■ Problem to solve
Swap "thickest part" for "widest part" everywhere in the material below and write out every line again, leaving everything else unchanged.

[Dataset records]
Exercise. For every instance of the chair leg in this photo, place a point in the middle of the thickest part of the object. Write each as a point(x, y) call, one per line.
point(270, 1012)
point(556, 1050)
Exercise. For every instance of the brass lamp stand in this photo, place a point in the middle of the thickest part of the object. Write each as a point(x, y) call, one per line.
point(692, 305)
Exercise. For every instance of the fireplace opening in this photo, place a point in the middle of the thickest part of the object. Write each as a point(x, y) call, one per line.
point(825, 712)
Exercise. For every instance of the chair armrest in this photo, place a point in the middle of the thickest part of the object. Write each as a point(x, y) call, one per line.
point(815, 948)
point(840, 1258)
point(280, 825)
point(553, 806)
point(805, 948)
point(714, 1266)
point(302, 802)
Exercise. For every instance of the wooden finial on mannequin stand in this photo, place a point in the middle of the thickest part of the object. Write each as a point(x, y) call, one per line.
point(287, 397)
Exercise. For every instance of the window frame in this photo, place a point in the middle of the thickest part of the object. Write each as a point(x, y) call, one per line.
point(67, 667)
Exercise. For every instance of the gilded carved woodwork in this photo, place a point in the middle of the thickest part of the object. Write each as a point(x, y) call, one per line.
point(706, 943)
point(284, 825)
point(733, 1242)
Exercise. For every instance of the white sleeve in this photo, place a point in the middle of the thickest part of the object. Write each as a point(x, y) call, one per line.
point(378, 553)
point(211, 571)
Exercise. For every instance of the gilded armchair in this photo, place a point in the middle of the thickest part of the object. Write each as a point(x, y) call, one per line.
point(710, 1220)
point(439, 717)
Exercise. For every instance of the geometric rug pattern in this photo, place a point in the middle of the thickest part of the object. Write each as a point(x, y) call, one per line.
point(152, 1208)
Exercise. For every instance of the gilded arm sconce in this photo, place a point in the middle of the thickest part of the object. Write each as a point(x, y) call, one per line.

■ The response
Exercise. For every instance of the chair leg in this photo, place a point in the middle of the widest part of the object. Write each as a point(x, y) call, one per line.
point(270, 1012)
point(556, 1050)
Exercise. For every instance of the brass lamp stand in this photo, place a point in the middle of the widest part of the object. Write each as a point(x, y) call, one per line.
point(692, 305)
Exercise. For every instance of the fireplace opening in this photo, place a point in the middle of the widest part of the object. Write each as a point(x, y) call, one per line.
point(825, 712)
Exercise. For every instance of the chair armrest in this photo, place a point in the middle of the widest part of the object. Write each as a point(x, y) call, one per line.
point(815, 948)
point(840, 1258)
point(280, 825)
point(553, 806)
point(805, 948)
point(714, 1266)
point(302, 802)
Exercise. For every instance of the wooden finial on mannequin stand in this photo, place a point in the middle of the widest part of the object. Write each as a point(x, y) call, one per line.
point(287, 397)
Exercise. For every instance of the window frame in this photo, place a point in the middle of the widest part of the object. Write each as a point(x, y) call, one per line.
point(67, 667)
Exercise. For every instance of the gilded carved woodwork in this photo, place a point in the middle of the widest part of the object. Write each as a point(x, y) call, one per line.
point(706, 943)
point(284, 825)
point(733, 1242)
Exercise. For every instance of the white sleeve in this photo, place a point in the middle of the widest part of the object. Write each as a point(x, y) call, one per line.
point(378, 553)
point(211, 571)
Exercise. For every instance of the gilded armchair in this photo, place a point in the middle of the widest part of the object. Write each as a point(x, y) call, one per line.
point(710, 1220)
point(439, 717)
Exercise. For every instance of the geometric rug pattern in this photo, place a point in the middle of the widest part of the object. Write each as a point(x, y) call, one per line.
point(152, 1208)
Exercise. For every instance of the gilded arm sconce in this photo, place a point in the middle of the widest part of the object. Write each as a point(x, y) call, one per line.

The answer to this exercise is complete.